PROBLEM TO SOLVE: Your answer should be the lines of the data below that contain "kneeling".

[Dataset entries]
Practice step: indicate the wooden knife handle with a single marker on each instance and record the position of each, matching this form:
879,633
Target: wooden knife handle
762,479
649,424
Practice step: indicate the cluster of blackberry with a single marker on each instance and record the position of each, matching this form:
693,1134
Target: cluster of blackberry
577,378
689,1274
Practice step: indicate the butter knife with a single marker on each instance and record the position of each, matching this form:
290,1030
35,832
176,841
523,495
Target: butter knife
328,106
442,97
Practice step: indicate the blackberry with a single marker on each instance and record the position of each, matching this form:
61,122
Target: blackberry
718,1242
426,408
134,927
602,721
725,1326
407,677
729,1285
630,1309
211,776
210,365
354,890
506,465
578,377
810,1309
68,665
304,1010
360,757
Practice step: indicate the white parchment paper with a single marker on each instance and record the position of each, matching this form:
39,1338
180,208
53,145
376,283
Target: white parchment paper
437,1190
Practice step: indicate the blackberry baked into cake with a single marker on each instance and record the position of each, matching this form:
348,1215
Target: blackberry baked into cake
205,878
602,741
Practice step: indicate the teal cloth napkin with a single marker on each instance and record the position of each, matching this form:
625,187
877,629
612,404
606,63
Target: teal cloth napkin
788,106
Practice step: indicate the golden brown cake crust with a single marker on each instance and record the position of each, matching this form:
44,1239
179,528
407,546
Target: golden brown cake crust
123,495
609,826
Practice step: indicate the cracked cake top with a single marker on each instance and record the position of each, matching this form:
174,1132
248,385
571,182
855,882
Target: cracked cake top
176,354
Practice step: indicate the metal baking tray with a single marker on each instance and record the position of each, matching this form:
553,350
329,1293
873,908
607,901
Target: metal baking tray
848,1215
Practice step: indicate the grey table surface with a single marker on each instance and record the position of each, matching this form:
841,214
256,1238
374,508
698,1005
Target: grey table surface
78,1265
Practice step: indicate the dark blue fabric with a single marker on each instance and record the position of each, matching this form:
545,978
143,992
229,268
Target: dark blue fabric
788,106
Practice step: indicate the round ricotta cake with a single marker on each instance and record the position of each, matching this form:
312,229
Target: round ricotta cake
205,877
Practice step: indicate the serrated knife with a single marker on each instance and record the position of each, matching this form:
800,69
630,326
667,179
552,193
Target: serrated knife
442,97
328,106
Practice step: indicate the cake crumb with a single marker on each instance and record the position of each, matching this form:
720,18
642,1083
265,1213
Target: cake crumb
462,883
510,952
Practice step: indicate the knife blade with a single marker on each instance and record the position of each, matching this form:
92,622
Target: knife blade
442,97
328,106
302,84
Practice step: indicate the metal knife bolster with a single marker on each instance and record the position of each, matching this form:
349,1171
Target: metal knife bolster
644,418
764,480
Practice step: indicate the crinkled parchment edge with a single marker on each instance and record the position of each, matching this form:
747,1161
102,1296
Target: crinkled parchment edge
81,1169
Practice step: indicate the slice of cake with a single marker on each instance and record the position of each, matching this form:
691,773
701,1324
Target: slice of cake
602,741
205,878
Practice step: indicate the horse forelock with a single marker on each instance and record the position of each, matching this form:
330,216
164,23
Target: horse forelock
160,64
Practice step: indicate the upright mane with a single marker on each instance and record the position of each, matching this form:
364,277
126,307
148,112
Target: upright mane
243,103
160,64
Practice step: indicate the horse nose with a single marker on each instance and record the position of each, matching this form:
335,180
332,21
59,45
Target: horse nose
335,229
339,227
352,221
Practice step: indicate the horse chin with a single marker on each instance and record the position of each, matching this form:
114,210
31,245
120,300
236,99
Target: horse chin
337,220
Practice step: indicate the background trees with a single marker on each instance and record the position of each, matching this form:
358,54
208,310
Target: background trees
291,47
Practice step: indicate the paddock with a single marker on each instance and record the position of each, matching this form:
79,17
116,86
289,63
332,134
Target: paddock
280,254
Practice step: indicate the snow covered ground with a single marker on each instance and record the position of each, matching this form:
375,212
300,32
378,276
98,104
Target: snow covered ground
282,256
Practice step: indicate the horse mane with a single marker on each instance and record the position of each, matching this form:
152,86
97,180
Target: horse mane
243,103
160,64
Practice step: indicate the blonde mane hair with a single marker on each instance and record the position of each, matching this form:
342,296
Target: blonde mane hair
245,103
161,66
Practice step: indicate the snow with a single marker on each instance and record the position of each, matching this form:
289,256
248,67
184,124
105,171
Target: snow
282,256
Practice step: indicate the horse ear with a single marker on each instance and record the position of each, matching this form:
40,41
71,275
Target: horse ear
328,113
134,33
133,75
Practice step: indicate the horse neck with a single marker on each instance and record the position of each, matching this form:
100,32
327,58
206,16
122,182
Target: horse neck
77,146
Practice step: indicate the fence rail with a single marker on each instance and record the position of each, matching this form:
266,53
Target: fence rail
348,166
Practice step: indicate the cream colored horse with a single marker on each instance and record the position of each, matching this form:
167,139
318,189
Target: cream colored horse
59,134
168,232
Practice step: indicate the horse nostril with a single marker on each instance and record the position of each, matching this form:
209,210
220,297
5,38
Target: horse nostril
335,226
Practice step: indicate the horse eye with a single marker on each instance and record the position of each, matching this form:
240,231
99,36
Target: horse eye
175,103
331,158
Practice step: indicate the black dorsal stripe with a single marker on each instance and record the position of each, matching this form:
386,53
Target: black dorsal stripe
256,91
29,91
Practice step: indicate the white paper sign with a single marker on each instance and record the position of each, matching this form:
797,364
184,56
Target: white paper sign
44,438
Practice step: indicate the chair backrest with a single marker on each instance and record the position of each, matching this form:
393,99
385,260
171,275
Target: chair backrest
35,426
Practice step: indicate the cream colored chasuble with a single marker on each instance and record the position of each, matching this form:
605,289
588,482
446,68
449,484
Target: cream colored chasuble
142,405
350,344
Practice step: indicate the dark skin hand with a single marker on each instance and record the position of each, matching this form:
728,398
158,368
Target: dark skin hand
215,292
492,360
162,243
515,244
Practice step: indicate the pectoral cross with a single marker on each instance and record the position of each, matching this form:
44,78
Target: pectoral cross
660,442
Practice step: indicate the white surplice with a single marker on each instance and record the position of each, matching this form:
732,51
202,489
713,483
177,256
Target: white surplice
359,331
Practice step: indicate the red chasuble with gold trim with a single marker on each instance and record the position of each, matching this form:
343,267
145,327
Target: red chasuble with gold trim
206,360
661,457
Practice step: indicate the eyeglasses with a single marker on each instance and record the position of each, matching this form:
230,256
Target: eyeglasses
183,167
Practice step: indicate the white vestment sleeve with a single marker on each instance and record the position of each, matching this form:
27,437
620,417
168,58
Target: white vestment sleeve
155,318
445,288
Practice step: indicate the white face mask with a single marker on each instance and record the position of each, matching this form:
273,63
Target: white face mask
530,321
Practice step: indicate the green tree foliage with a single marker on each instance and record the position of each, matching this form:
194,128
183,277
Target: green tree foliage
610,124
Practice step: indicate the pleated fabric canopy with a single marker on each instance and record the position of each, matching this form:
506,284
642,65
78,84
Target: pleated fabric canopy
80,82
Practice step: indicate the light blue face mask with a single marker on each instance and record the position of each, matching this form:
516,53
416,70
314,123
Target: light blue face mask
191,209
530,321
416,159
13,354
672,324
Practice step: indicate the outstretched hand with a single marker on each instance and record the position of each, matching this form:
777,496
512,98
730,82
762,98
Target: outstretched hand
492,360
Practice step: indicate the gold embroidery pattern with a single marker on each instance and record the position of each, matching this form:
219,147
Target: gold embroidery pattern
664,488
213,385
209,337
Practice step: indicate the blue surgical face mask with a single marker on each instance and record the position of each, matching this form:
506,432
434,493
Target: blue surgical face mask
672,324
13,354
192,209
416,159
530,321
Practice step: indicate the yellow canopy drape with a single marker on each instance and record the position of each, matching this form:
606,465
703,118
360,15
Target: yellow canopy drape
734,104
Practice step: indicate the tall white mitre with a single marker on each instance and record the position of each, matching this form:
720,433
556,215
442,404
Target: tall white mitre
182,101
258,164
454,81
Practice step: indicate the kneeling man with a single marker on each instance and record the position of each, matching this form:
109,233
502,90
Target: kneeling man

RESPONSE TO THE EXERCISE:
Practice step: indicate the kneeling man with a single marker on each instance and record the position of each, matching this form:
Target: kneeling man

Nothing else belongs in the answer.